◆ **WHAT YOU WILL DO**
Transcribe all of the data exactly. Omit the pictures.

Point localization data
-*-

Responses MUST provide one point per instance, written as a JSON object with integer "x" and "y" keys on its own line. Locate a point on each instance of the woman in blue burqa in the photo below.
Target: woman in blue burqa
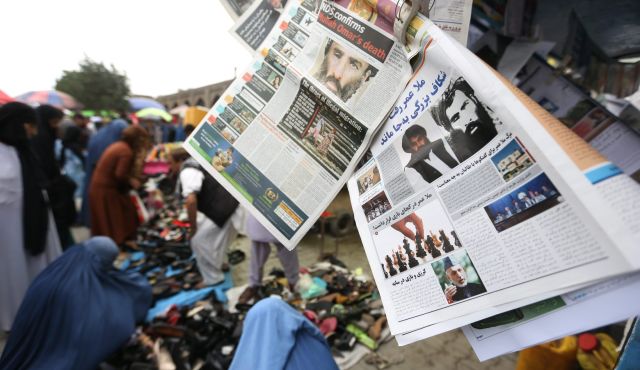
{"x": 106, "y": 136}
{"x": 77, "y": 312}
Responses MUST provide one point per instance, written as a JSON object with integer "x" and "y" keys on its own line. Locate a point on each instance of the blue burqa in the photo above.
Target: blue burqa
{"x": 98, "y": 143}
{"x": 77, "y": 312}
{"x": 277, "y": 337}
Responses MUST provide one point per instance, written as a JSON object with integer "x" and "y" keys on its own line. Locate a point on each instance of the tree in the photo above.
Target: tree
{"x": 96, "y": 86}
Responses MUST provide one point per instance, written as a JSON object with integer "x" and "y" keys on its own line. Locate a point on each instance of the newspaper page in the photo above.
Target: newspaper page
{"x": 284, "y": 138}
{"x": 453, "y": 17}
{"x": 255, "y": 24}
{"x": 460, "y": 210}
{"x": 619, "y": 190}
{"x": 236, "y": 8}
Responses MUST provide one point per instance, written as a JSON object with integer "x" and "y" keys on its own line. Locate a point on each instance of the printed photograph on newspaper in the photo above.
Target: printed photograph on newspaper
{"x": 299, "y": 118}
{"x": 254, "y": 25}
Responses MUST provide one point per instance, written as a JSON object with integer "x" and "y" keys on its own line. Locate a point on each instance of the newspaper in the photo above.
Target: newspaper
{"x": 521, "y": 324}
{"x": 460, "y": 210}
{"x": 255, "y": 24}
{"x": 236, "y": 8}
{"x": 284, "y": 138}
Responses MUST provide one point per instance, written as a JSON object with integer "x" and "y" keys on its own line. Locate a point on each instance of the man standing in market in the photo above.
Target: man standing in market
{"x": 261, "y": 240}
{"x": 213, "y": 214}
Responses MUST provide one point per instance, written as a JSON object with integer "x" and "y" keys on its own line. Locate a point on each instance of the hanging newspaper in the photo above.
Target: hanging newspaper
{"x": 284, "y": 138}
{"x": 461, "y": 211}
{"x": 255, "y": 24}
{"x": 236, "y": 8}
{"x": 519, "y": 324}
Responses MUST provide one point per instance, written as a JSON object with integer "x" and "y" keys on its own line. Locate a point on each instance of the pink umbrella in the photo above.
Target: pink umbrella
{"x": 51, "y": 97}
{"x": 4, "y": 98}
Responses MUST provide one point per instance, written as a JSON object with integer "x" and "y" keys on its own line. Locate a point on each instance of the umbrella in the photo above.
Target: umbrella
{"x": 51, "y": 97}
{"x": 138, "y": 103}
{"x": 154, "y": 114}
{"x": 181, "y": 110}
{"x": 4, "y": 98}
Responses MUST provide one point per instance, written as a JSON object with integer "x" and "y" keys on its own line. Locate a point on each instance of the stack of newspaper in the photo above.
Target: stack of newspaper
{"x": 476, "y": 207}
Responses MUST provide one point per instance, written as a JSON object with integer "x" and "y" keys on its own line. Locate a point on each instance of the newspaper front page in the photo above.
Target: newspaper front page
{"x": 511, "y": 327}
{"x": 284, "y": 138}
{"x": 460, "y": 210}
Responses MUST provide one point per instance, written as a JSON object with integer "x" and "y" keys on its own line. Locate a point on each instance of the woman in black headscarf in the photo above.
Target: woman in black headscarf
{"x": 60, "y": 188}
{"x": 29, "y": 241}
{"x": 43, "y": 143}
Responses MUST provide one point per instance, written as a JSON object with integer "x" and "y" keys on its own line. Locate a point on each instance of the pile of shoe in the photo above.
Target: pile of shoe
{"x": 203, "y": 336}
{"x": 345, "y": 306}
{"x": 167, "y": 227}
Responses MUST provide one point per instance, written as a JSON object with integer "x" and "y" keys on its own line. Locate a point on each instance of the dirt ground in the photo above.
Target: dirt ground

-*-

◆ **PROBLEM SOLUTION**
Responses MUST provide one point per instance, written as a JSON object with integer "x" and "y" keys on its own line. Locate a point on each instance of the woman in blue burqa in the photo below.
Target: woman in blue burqa
{"x": 106, "y": 136}
{"x": 77, "y": 312}
Responses MUST provide one point per instance, written as a JSON object with integer "x" and "y" keys on its own line. Locate a point on each instance of the blue burqa in the photo above.
Target: blue burqa
{"x": 98, "y": 143}
{"x": 77, "y": 312}
{"x": 277, "y": 337}
Responses MUST provide one point per instance, written as a JSON object with integer "x" and "y" keys on its own line. Locate a point on each instance of the tree in the photo above.
Target: tree
{"x": 96, "y": 86}
Responses MUST provide one point per instance, written as a JSON object with integer "x" and "y" keys on its own line. Locate a point on each instance of the newspaper page in the photo above.
Target: newspaper page
{"x": 284, "y": 138}
{"x": 453, "y": 17}
{"x": 255, "y": 24}
{"x": 460, "y": 210}
{"x": 619, "y": 190}
{"x": 236, "y": 8}
Responses MUST provide one point per instance, written as a JSON object with integer "x" and "y" keys on its own line. Locate a point on each instance of the printed photograph on newspaper in the photo above.
Target: printed photograph on newspaper
{"x": 299, "y": 118}
{"x": 254, "y": 25}
Responses MUST provide one point per instance, written as a JSON object with integer "x" and "y" keys on its own line. Locate a point on each instance of the newspaper in the photo above.
Target: newspaper
{"x": 521, "y": 324}
{"x": 460, "y": 210}
{"x": 255, "y": 24}
{"x": 236, "y": 8}
{"x": 284, "y": 138}
Responses MUST provide one point per instance, written as a JSON object with integer "x" and "y" keys on its own line. Locate a point on each instance of the man standing in market in the photo above.
Target: man standing in market
{"x": 261, "y": 240}
{"x": 213, "y": 214}
Responses MUST provide one point per instance, written as a JSON object with integer "x" and "y" keys on its own line. Locate a point on each instance of the hanging newspaper in the photo above.
Target: hanging newspaper
{"x": 284, "y": 138}
{"x": 461, "y": 211}
{"x": 255, "y": 24}
{"x": 236, "y": 8}
{"x": 519, "y": 324}
Responses MUST provide one point per instance, written as a JSON object with integer "x" and "y" keys on its own line. Locate a point on each instance of the pink umbrella in the photo above.
Target: pink umbrella
{"x": 51, "y": 97}
{"x": 4, "y": 98}
Responses MUST provide one point per instance, written as a JSON object with integer "x" and "y" keys on its own line. Locate a point on each instance of the umbrella in the photo above.
Target: umbrella
{"x": 51, "y": 97}
{"x": 138, "y": 103}
{"x": 154, "y": 114}
{"x": 181, "y": 110}
{"x": 4, "y": 98}
Responses MUST provide one point per instance, written as a JSON object with integer "x" and "y" keys on its own line. Locate a point on each instance of the stack of newspaper in the photo above.
Target: stack of newspaper
{"x": 476, "y": 207}
Responses MUST provide one point per instance, written as a JSON object with integer "x" and "y" keys on its own line. Locate a point on each instance of the newspaper front page in the photo above.
Target: newspaper front page
{"x": 511, "y": 327}
{"x": 284, "y": 138}
{"x": 460, "y": 210}
Responses MUST provide one point per instance, written as a JSON object with integer "x" and "y" keys on its own line. Locate a point on each instance of the woman in black headscarf in the photo above.
Target: woman in black headscarf
{"x": 60, "y": 188}
{"x": 29, "y": 241}
{"x": 43, "y": 143}
Responses MUST provide one point per instance, written as a JSON object with integer "x" and "y" keys on its own line. Locate a point on each instance of the pile of shoe in the photo above.
Target: pile of shoe
{"x": 203, "y": 336}
{"x": 345, "y": 306}
{"x": 167, "y": 227}
Responses MUST provide one point per instance, written as a JSON object with integer "x" and "y" keys on its own line. Locate a point on each instance of the dirt ground in the photo above.
Target: dirt ground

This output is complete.